» **Kaynak metin**
-- -- --

ABD ziyaretinde bir gazetecinin “Kürtlerle neden müzakere edemiyorsunuz” sorusu üzerine, Erdoğan, “Bilmeni isterim, şu anda parlamentoda benim partimin 50’yi aşkın milletvekili var. Bizim Kürtlerle sorunumuz yok, bizim sorunumuz PKK/PYD’li teröristlerle” dedi.

 

 

 

ABD ziyaretinde bir gazetecinin “Kürtlerle neden müzakere edemiyorsunuz” sorusu üzerine, Erdoğan, “Bilmeni isterim, şu anda parlamentoda benim partimin 50’yi aşkın milletvekili var. Bizim Kürtlerle sorunumuz yok, bizim sorunumuz PKK/PYD’li teröristlerle” dedi.

Oysa halkın seçtiği Kürt vekiller ve belediye başkanları ya tutuklu ya da hedef halinde… Şehirler, mahalleler, köyler zorun her türüyle karşı karşıya…

AKP yönetimi, sınırların içindeki Kürtlere aman vermediği gibi Suriye’nin kuzeyindeki bir oluşumun, Kürtlerin kendilerini yönetme hakkını da ortadan kaldırmanın çabasında. ABD’ye gidişin esas nedeni de Rojava’daki oluşumun tasfiye edilmesi çabalarından başka bir şey değil.

-- -- --

» **Görev**
Erdoğan'ın ABD ziyareti ve Kürtler üzerine olan yazıyı son cümlesinden sonra sürdürün.

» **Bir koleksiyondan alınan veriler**
-- -- --

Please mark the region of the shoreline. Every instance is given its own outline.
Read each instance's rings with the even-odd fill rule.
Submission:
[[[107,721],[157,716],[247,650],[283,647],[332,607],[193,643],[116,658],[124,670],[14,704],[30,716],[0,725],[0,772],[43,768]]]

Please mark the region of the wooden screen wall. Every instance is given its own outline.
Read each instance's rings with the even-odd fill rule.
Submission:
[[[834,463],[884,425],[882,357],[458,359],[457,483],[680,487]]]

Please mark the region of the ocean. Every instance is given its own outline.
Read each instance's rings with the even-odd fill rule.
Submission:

-- -- --

» **Yanıt**
Bir Rusya, bir ABD, bir İran… Tüm hesap Kürtlerin rahat yüzü görmemeleri üzerine kurulu…

Ancak bu konuya girmeden önce başka bir konuyu konuşup, sonra buraya dönelim; Trump tarafından Erdoğan’a 9 Ekim’de gönderilen, önce gizlenen, ardından ABD basınında yer alınca haberdar olduğumuz o skandal mektubu herkes biliyor artık. Önce “Çöpe attık” demişlerdi. Sonra iç politikaya malzeme yapılmak üzere “Götürüp iade edeceğiz” dediler. Erdoğan, zevahiri kurtarmak adına o mektubu ve beraberindeki Mazlum Kobani mektubunu yanında ABD’ye götürdü. Erdoğan; “O mektupları bugün Sayın Başkan’a ben tekrar taktim ettim” dedi ABD’de yaptığı açıklamada.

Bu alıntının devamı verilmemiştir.